GIVEN DATA:
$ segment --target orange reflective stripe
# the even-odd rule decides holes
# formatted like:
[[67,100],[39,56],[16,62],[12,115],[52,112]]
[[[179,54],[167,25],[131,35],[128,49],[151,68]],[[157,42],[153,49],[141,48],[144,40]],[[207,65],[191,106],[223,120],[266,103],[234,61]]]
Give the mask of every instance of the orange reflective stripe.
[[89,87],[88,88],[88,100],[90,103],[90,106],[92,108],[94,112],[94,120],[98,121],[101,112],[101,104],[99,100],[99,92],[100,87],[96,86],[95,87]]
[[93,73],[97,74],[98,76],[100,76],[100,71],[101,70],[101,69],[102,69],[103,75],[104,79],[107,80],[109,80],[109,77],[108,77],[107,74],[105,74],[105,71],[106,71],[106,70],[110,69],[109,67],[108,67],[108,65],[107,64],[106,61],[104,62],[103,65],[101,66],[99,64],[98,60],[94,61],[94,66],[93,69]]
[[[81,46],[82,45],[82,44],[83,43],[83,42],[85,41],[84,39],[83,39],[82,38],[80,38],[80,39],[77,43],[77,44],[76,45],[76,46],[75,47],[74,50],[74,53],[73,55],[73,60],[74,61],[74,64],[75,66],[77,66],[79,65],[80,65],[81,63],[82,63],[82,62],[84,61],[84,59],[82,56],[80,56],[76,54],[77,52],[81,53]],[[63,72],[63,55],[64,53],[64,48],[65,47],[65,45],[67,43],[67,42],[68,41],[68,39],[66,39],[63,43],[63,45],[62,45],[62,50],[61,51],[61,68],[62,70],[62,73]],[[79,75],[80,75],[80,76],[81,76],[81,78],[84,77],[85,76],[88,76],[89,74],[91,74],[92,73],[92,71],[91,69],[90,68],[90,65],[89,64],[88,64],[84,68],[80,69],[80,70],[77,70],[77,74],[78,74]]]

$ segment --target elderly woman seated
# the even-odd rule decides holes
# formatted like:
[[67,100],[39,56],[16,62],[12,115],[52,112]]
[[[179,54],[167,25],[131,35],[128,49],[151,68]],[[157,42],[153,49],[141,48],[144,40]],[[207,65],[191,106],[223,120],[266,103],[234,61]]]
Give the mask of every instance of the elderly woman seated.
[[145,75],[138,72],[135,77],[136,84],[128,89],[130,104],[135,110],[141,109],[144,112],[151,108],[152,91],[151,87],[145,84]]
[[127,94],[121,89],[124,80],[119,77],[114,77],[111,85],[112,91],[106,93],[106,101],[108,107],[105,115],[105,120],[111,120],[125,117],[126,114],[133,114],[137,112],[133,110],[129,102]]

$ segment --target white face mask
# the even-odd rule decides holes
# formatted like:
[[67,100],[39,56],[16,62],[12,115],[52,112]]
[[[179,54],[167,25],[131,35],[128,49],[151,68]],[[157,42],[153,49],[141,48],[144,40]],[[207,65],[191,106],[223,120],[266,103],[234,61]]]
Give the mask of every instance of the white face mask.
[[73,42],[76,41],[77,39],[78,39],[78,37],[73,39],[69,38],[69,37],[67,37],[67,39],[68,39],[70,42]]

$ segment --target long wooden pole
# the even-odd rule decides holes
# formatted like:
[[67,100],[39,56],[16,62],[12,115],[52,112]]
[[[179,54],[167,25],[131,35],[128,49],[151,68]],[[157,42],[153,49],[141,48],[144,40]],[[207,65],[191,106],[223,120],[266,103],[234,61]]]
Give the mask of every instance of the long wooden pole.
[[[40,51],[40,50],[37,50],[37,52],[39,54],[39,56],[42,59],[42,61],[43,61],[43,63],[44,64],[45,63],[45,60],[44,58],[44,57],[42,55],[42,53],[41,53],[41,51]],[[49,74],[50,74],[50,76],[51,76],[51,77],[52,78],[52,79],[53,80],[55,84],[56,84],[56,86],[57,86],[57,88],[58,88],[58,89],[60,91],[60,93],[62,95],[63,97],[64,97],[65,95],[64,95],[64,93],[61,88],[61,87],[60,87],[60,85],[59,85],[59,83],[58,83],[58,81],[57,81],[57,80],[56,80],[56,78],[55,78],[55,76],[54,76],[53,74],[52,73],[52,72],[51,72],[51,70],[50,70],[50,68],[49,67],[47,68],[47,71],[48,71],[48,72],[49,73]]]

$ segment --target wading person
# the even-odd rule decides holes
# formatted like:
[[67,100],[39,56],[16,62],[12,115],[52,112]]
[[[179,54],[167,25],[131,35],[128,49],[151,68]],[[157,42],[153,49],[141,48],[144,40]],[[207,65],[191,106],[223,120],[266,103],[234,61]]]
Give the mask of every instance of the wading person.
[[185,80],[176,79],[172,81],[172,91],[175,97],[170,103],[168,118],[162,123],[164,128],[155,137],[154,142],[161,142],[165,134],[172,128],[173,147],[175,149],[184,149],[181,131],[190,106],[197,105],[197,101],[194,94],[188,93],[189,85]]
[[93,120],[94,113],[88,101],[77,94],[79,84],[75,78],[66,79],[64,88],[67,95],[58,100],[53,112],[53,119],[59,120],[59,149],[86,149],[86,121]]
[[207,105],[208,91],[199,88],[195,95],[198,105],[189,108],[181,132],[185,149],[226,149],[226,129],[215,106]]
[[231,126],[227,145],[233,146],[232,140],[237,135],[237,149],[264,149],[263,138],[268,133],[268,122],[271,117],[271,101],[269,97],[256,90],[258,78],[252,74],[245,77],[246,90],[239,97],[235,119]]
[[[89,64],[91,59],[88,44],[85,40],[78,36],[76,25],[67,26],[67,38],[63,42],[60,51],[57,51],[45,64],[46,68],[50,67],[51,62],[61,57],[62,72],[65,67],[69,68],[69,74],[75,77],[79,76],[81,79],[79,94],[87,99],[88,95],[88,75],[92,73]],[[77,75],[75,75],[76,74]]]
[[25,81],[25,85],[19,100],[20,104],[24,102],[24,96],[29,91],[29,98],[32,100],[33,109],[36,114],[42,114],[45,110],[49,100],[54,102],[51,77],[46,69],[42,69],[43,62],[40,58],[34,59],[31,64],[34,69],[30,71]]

WHAT YOU NEED TO DO: Please output the entire listing exactly as it stands.

COMPLETE ANSWER:
$ segment --target orange reflective stripe
# the even-odd rule decides holes
# formatted like:
[[67,100],[39,56],[16,62],[12,115],[52,112]]
[[[179,54],[167,25],[131,35],[128,49],[151,68]],[[157,42],[153,49],[141,48],[144,40]],[[207,65],[191,106],[223,120],[266,103],[234,61]]]
Give the mask of every instance of the orange reflective stripe.
[[89,87],[88,88],[88,100],[90,103],[90,106],[92,108],[94,112],[94,120],[98,121],[101,112],[101,104],[99,100],[99,92],[100,87],[96,86],[95,87]]
[[93,73],[97,74],[98,76],[100,76],[100,71],[101,70],[101,69],[102,69],[103,75],[104,79],[107,80],[109,80],[109,77],[108,77],[107,74],[105,74],[105,71],[106,71],[106,70],[110,69],[109,67],[108,67],[108,65],[107,64],[106,61],[104,62],[103,65],[101,66],[99,64],[98,60],[94,61],[94,66],[93,69]]
[[[81,46],[82,45],[82,44],[83,43],[83,42],[85,41],[84,39],[83,39],[82,38],[80,38],[80,39],[77,43],[77,44],[76,45],[76,46],[75,47],[74,50],[74,53],[73,55],[73,60],[74,61],[74,64],[75,66],[77,66],[79,65],[80,65],[81,63],[82,63],[82,62],[84,61],[84,59],[82,56],[80,56],[76,54],[77,52],[81,53]],[[63,72],[63,55],[64,53],[64,48],[65,47],[65,45],[67,43],[67,42],[68,41],[68,39],[66,39],[63,43],[63,45],[62,45],[62,50],[61,51],[61,68],[62,70],[62,73]],[[79,75],[80,75],[80,76],[81,76],[81,78],[84,77],[85,76],[88,76],[89,74],[91,74],[92,73],[92,71],[91,69],[90,68],[90,65],[89,64],[88,64],[84,68],[80,69],[80,70],[77,70],[77,74],[78,74]]]

$ segment --target elderly woman seated
# the even-odd rule decides holes
# formatted like:
[[67,100],[39,56],[16,62],[12,115],[52,112]]
[[[179,54],[167,25],[131,35],[128,49],[151,68]],[[157,42],[153,49],[141,48],[144,40]],[[207,65],[191,106],[223,120],[266,103],[234,61]]]
Give the mask of every instance of the elderly woman seated.
[[145,75],[138,72],[135,77],[136,84],[128,89],[130,104],[135,110],[141,109],[144,112],[151,108],[152,91],[151,87],[145,84]]
[[127,94],[121,89],[124,80],[119,77],[114,77],[111,85],[112,91],[106,93],[106,101],[108,107],[105,115],[105,120],[111,120],[125,117],[126,114],[133,114],[137,112],[133,110],[129,102]]

$ segment --target white face mask
# the even-odd rule decides holes
# formatted like:
[[67,100],[39,56],[16,62],[12,115],[52,112]]
[[[179,54],[167,25],[131,35],[128,49],[151,68]],[[157,42],[153,49],[141,48],[144,40]],[[207,65],[191,106],[223,120],[266,103],[234,61]]]
Give the mask of every instance of the white face mask.
[[73,42],[76,41],[77,39],[78,39],[78,37],[73,39],[69,38],[69,37],[67,37],[67,39],[68,39],[70,42]]

$ segment --target long wooden pole
# the even-odd rule decides holes
# formatted like:
[[67,100],[39,56],[16,62],[12,115],[52,112]]
[[[179,54],[167,25],[131,35],[128,49],[151,68]],[[157,42],[153,49],[141,48],[144,40]],[[207,65],[191,106],[223,120],[266,103],[234,61]]]
Give the mask of every instance of the long wooden pole.
[[[40,51],[40,50],[37,50],[37,52],[39,54],[39,56],[42,59],[42,61],[43,61],[43,63],[44,64],[45,63],[45,60],[44,58],[44,57],[42,55],[42,53],[41,53],[41,51]],[[49,74],[50,74],[50,76],[51,76],[51,77],[52,78],[52,79],[53,80],[55,84],[56,84],[56,86],[57,86],[57,88],[58,88],[58,89],[60,91],[60,93],[62,95],[63,97],[64,97],[65,95],[64,95],[64,93],[61,88],[61,87],[60,87],[60,85],[59,85],[59,83],[58,83],[58,81],[57,81],[57,80],[56,80],[56,78],[55,78],[55,76],[54,76],[53,74],[52,73],[52,72],[51,72],[51,70],[50,70],[50,68],[49,67],[47,68],[47,71],[48,71],[48,72],[49,73]]]

$ segment --target wading person
# the even-odd rule decides holes
# formatted like:
[[67,100],[39,56],[16,62],[12,115],[52,112]]
[[[179,54],[167,25],[131,35],[128,49],[151,68]],[[157,42],[153,49],[141,48],[144,40]],[[207,65],[191,106],[223,120],[266,103],[234,61]]]
Give the mask of every instance of the wading person.
[[185,80],[176,79],[172,81],[172,91],[175,97],[170,103],[168,118],[162,123],[164,128],[155,137],[154,142],[161,142],[165,134],[172,128],[173,147],[175,149],[184,149],[181,131],[190,106],[197,105],[197,101],[194,94],[188,93],[189,85]]
[[93,120],[94,113],[88,101],[77,94],[79,84],[75,78],[66,79],[64,88],[67,95],[58,100],[53,112],[53,119],[59,120],[59,149],[86,149],[86,121]]
[[207,105],[208,91],[199,88],[195,95],[198,105],[189,108],[181,132],[185,149],[226,149],[226,129],[215,106]]
[[231,126],[227,145],[233,146],[232,140],[237,135],[237,149],[264,149],[263,138],[268,133],[268,122],[271,117],[271,101],[269,97],[256,90],[258,78],[252,74],[245,77],[246,90],[239,97],[235,119]]
[[[89,64],[91,59],[88,44],[85,40],[78,36],[76,25],[67,26],[67,38],[63,42],[60,51],[57,51],[45,64],[46,68],[50,67],[51,62],[61,57],[62,72],[65,67],[69,68],[69,74],[75,77],[79,76],[81,79],[79,94],[87,99],[88,95],[88,75],[92,73]],[[77,75],[75,75],[76,74]]]
[[25,81],[25,85],[19,100],[20,104],[24,102],[24,96],[29,91],[29,98],[32,100],[33,109],[36,114],[42,114],[45,110],[49,100],[54,102],[51,77],[46,69],[42,69],[43,62],[40,58],[34,59],[31,64],[34,69],[30,71]]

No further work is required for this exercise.